#### Items from a data source
---+---
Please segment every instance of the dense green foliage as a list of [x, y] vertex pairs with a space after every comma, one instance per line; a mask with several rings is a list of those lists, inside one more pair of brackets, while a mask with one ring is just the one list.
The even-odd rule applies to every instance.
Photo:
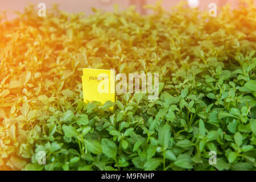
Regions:
[[[149, 8], [84, 18], [56, 8], [40, 18], [29, 7], [2, 18], [0, 169], [256, 168], [256, 8], [217, 17], [183, 4]], [[86, 104], [82, 68], [158, 73], [159, 98]]]

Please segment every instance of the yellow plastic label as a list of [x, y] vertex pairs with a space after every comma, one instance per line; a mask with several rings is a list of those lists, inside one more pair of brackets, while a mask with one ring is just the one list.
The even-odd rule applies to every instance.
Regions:
[[84, 68], [82, 76], [84, 101], [115, 101], [115, 77], [114, 71]]

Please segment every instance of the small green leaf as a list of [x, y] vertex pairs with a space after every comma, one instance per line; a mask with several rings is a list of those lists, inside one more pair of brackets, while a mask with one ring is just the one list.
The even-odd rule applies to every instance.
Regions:
[[115, 143], [109, 139], [104, 138], [101, 141], [103, 153], [107, 156], [115, 159], [117, 155], [117, 146]]
[[74, 137], [79, 135], [76, 130], [72, 126], [64, 125], [62, 127], [62, 129], [63, 130], [66, 136]]
[[162, 160], [160, 159], [152, 158], [147, 160], [144, 164], [144, 170], [152, 171], [155, 170], [162, 162]]

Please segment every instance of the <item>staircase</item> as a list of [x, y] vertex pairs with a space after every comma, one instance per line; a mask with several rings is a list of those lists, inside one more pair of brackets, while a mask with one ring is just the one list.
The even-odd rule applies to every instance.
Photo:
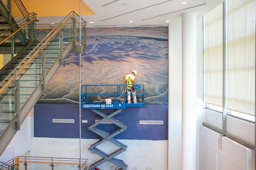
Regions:
[[8, 49], [10, 43], [1, 44], [0, 40], [0, 53], [13, 54], [11, 60], [0, 70], [0, 155], [64, 59], [70, 52], [82, 53], [85, 49], [86, 22], [82, 20], [81, 43], [77, 33], [79, 22], [79, 16], [72, 11], [40, 41], [33, 32], [30, 36], [28, 33], [28, 43], [15, 43], [17, 54], [11, 51], [13, 42]]
[[8, 24], [2, 14], [0, 13], [0, 35], [9, 27], [10, 27], [10, 25]]

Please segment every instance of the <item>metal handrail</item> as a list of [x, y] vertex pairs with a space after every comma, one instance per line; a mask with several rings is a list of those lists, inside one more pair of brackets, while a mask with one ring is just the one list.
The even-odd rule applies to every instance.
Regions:
[[11, 33], [11, 34], [10, 34], [7, 37], [6, 37], [5, 39], [4, 39], [4, 40], [0, 41], [0, 45], [2, 44], [2, 43], [6, 42], [8, 40], [9, 40], [11, 37], [12, 37], [14, 35], [15, 35], [15, 34], [17, 34], [18, 32], [19, 32], [20, 30], [21, 30], [24, 27], [25, 27], [26, 26], [27, 26], [27, 25], [29, 25], [29, 24], [30, 24], [31, 23], [32, 23], [33, 21], [36, 21], [36, 18], [32, 18], [31, 20], [30, 20], [29, 21], [28, 21], [27, 23], [26, 23], [25, 24], [23, 25], [21, 27], [20, 27], [18, 30], [17, 30], [13, 32], [13, 33]]
[[64, 165], [79, 165], [80, 161], [84, 162], [85, 167], [87, 165], [88, 159], [71, 158], [54, 158], [43, 156], [18, 156], [5, 163], [3, 163], [8, 166], [14, 166], [19, 163], [37, 163], [37, 164], [55, 164]]
[[33, 12], [29, 13], [27, 11], [27, 9], [26, 8], [25, 6], [24, 5], [23, 3], [21, 0], [14, 0], [14, 2], [18, 6], [18, 8], [20, 9], [20, 11], [21, 12], [23, 17], [27, 20], [29, 20], [29, 18], [30, 17]]
[[[27, 66], [33, 59], [46, 46], [48, 43], [52, 40], [55, 36], [59, 33], [62, 29], [64, 28], [66, 24], [72, 19], [75, 19], [76, 15], [78, 15], [74, 11], [70, 12], [60, 23], [59, 27], [52, 29], [48, 34], [20, 62], [20, 63], [9, 73], [9, 74], [0, 82], [0, 96], [8, 88], [10, 85], [16, 79], [24, 70]], [[84, 20], [83, 20], [84, 21]], [[33, 53], [33, 54], [32, 54]], [[30, 55], [32, 56], [30, 56]], [[24, 62], [23, 63], [23, 62]], [[21, 65], [22, 66], [21, 66]], [[8, 79], [7, 81], [7, 79]], [[7, 82], [6, 82], [7, 81]]]
[[15, 168], [14, 167], [13, 167], [11, 165], [7, 164], [6, 163], [4, 163], [0, 161], [0, 163], [2, 163], [2, 165], [0, 165], [0, 169], [1, 169], [1, 167], [6, 168], [7, 166], [7, 168], [6, 168], [7, 169], [18, 170], [18, 169]]

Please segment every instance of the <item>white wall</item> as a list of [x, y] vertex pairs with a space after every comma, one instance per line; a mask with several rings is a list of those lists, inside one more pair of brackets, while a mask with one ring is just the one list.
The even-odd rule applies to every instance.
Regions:
[[182, 17], [169, 25], [168, 169], [182, 167]]
[[[97, 140], [82, 140], [82, 158], [89, 159], [89, 163], [101, 159], [88, 150], [90, 145]], [[128, 146], [127, 149], [116, 157], [128, 165], [128, 170], [166, 169], [167, 166], [167, 140], [120, 140]], [[79, 158], [79, 139], [35, 137], [30, 154], [33, 156]], [[107, 153], [116, 148], [110, 143], [101, 145], [99, 149]], [[102, 170], [115, 169], [113, 164], [106, 162], [99, 166]]]
[[28, 152], [32, 148], [33, 132], [33, 112], [30, 112], [1, 155], [1, 161], [5, 162], [17, 156]]
[[[82, 140], [82, 158], [88, 159], [89, 163], [101, 158], [88, 150], [90, 145], [97, 140]], [[128, 165], [127, 170], [166, 169], [167, 167], [167, 140], [120, 140], [128, 146], [127, 149], [116, 157], [122, 159]], [[110, 153], [117, 148], [111, 143], [106, 142], [99, 146], [100, 149]], [[18, 131], [3, 153], [0, 159], [7, 162], [17, 156], [46, 156], [58, 158], [79, 158], [79, 139], [60, 139], [33, 137], [33, 111], [26, 118]], [[57, 170], [77, 169], [75, 166], [57, 166]], [[23, 166], [21, 166], [24, 169]], [[45, 169], [49, 165], [38, 166], [30, 165], [27, 169]], [[102, 170], [114, 169], [116, 166], [106, 162], [99, 166]], [[67, 168], [67, 169], [65, 169]]]
[[253, 170], [254, 150], [200, 127], [199, 170]]
[[197, 20], [196, 27], [196, 112], [197, 112], [197, 127], [196, 127], [196, 169], [199, 169], [199, 129], [202, 122], [205, 120], [205, 114], [204, 110], [203, 101], [203, 25], [202, 17]]

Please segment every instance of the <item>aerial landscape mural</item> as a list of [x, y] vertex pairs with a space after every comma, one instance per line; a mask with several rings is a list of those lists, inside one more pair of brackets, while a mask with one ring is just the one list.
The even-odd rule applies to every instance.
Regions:
[[[168, 103], [167, 27], [88, 28], [81, 84], [121, 84], [133, 70], [145, 85], [146, 104]], [[39, 103], [78, 104], [79, 54], [64, 60]]]

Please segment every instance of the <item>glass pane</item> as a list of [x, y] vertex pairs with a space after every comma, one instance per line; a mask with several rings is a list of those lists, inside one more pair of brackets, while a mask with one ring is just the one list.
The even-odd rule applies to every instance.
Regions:
[[223, 5], [205, 15], [205, 101], [222, 106]]
[[[0, 44], [0, 68], [2, 68], [24, 47], [28, 44], [32, 39], [34, 30], [33, 23], [24, 27], [20, 31]], [[0, 39], [4, 40], [4, 39]]]
[[0, 96], [0, 136], [15, 116], [14, 88], [11, 85]]
[[227, 108], [254, 115], [256, 1], [227, 5]]
[[60, 37], [57, 36], [54, 40], [49, 43], [48, 47], [45, 50], [46, 54], [46, 70], [49, 70], [59, 56], [60, 49]]
[[41, 55], [38, 55], [32, 64], [24, 69], [20, 79], [20, 108], [24, 105], [29, 96], [41, 81], [42, 63]]
[[67, 25], [67, 27], [63, 30], [63, 40], [64, 42], [70, 42], [72, 36], [73, 22], [70, 21]]
[[11, 15], [14, 18], [14, 20], [16, 22], [18, 22], [24, 18], [23, 15], [22, 14], [21, 11], [20, 9], [20, 4], [18, 5], [16, 4], [15, 0], [11, 0]]

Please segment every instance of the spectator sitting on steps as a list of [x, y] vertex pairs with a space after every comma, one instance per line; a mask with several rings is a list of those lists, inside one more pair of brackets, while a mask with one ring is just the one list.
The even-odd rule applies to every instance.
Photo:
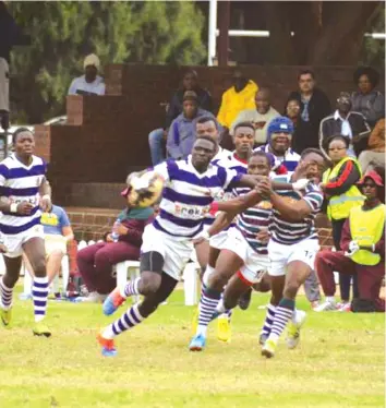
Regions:
[[[129, 189], [121, 195], [128, 200]], [[128, 207], [119, 215], [120, 224], [114, 224], [113, 231], [105, 242], [97, 242], [77, 252], [79, 272], [89, 291], [88, 301], [99, 302], [117, 286], [112, 276], [112, 266], [123, 261], [137, 261], [142, 244], [142, 233], [153, 218], [153, 208]]]
[[379, 175], [370, 171], [358, 183], [365, 196], [363, 205], [353, 207], [342, 229], [341, 251], [321, 251], [315, 267], [326, 295], [326, 301], [315, 311], [337, 310], [334, 271], [358, 275], [359, 299], [351, 303], [354, 312], [385, 312], [385, 300], [379, 298], [385, 276], [385, 211], [379, 200], [383, 187]]
[[221, 145], [230, 151], [233, 149], [233, 142], [229, 129], [241, 111], [256, 109], [255, 95], [258, 91], [257, 84], [246, 79], [238, 68], [233, 71], [232, 83], [232, 86], [222, 94], [217, 115], [217, 120], [224, 128]]
[[150, 147], [152, 164], [158, 165], [165, 160], [164, 147], [168, 137], [171, 122], [182, 112], [183, 95], [185, 91], [194, 91], [197, 95], [198, 106], [207, 111], [212, 111], [212, 96], [208, 91], [198, 85], [198, 75], [194, 70], [188, 70], [182, 79], [182, 86], [176, 91], [166, 113], [166, 123], [164, 129], [155, 129], [148, 135], [148, 144]]
[[69, 88], [69, 95], [105, 95], [105, 82], [98, 75], [99, 58], [91, 53], [84, 59], [84, 75], [75, 77]]
[[378, 84], [379, 74], [371, 67], [359, 68], [353, 75], [358, 92], [351, 95], [352, 110], [364, 116], [371, 128], [385, 118], [385, 96], [374, 87]]
[[186, 91], [183, 95], [182, 113], [171, 122], [168, 133], [167, 151], [170, 158], [179, 160], [192, 153], [196, 120], [204, 116], [216, 120], [210, 112], [198, 107], [196, 93]]
[[385, 119], [379, 119], [369, 137], [369, 148], [363, 151], [358, 158], [362, 171], [385, 169]]
[[[295, 151], [318, 147], [318, 130], [323, 118], [331, 112], [327, 95], [315, 85], [315, 75], [311, 70], [301, 71], [298, 76], [299, 91], [291, 92], [288, 100], [297, 99], [300, 104], [300, 118], [297, 128], [302, 129], [302, 137], [295, 141]], [[287, 106], [287, 104], [286, 104]]]
[[255, 145], [267, 143], [267, 129], [272, 119], [280, 113], [270, 106], [270, 93], [267, 88], [260, 88], [255, 95], [255, 108], [242, 110], [234, 119], [229, 134], [233, 136], [234, 127], [240, 122], [252, 122], [255, 128]]
[[268, 143], [255, 151], [270, 153], [275, 157], [272, 171], [277, 175], [292, 173], [298, 167], [300, 156], [291, 148], [293, 124], [290, 119], [279, 116], [268, 124]]
[[349, 137], [350, 147], [348, 154], [358, 156], [367, 145], [366, 139], [370, 135], [370, 127], [364, 116], [354, 112], [351, 106], [350, 94], [341, 92], [337, 98], [337, 110], [324, 118], [319, 129], [319, 148], [328, 157], [328, 139], [341, 134]]

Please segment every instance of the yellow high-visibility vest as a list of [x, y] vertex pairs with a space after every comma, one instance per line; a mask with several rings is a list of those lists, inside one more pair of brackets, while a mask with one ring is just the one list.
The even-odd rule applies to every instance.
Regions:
---+---
#### What this task involves
Copy the lines of the items without any change, beginning with the line that contains "Please segment every instance of the yellow high-visibility" and continuing through the end of the items.

#### Complete response
Please segment every instance of the yellow high-visibility vest as a list of [x, y] vertex pairs with a space after every comma, one instance per line; a mask with several rings is a list of those lists, inside one more pair of brackets, while a mask with one ring is just the one list.
The even-odd rule applies to every instance.
Regions:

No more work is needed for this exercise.